## WORK TO COMPLETE:
• a. Answer these questions from the post about editing name columns in R:
(i) How long was the free YouTube course the poster took?
(ii) What do the first and second columns of the dataset contain?
(iii) Which package does the code use to load add-on packages?
• b. Continue the post about editing name columns in R from the point where it stops.

## TEXT:

====

I'm fairly new to R, and after taking a 2 hour free course on Youtube, I feel no better. I'm trying to learn so I hope someone can help me out! I feel close to the answer but here I am :D I have a dataset, and I've modified the two columns by editing them as strings (characters). They consists of first(1st column) and last names(2nd column) of people so I was ordered to remove punctuations therefore, had to edit them as strings.Now I'm unsure how to add them back into the dataframe. Here is where I'm at.
# FILE: Vaccine_CSV
# INSTALL AND LOAD PACKAGES
library(datasets) # Load base packages manually
# Use pacman to load add-on packages as desired
pacman::p_load(pacman, rio)

====

## SUPPLIED DATA:

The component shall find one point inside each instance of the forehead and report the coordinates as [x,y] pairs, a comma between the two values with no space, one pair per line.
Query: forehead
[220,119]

====

## SET OF ANSWERS:
• a.
(i) 2 hours
(ii) The first column holds people's first names, and the second holds their last names.
(iii) pacman

• b.
# Importing CSV from desktop
Vaccine_CSV <- import("~/Desktop/Vaccine CSV.csv")
# Summary
summary(Vaccine_CSV)
# Transform lowercases in data into upper case
Vaccine_CSV = as.data.frame(sapply(Vaccine_CSV, toupper))
Vaccine_CSV$FirstName
Vaccine_CSV$LastName
# Trim the spaces between the names
trimws(Vaccine_CSV$FirstName)
trimws(Vaccine_CSV$LastName)
# First and last names combined
FirstNameFixed<- Vaccine_CSV [, c(3)]
LastNFixed<- Vaccine_CSV [, c(4)]
# Trimming inside the first name column
FirstNameFixed <- gsub("\\-", "", FirstNameFixed)
FirstNameFixed <- gsub("\\s", "", FirstNameFixed)
FirstNameFixed <- gsub("\\'", "", FirstNameFixed)
# Trimming inside last name column
LastNFixed<- gsub("\\-", "", LastNFixed)
LastNFixed <- gsub("\\s", "", LastNFixed)
LastNFixed<- gsub("\\'", "", LastNFixed)
I think dplyr
package will be a friend here.
Once you have applied toupper, your code can be writen as shown:
library(dplyr)
Vaccine_CSV$FirstName <- trimws(.) %>% gsub("\\-", "",.) %>% gsub("\\s", "",.) %>% gsub("\\'", "",.)
and dataframe columns will be changed.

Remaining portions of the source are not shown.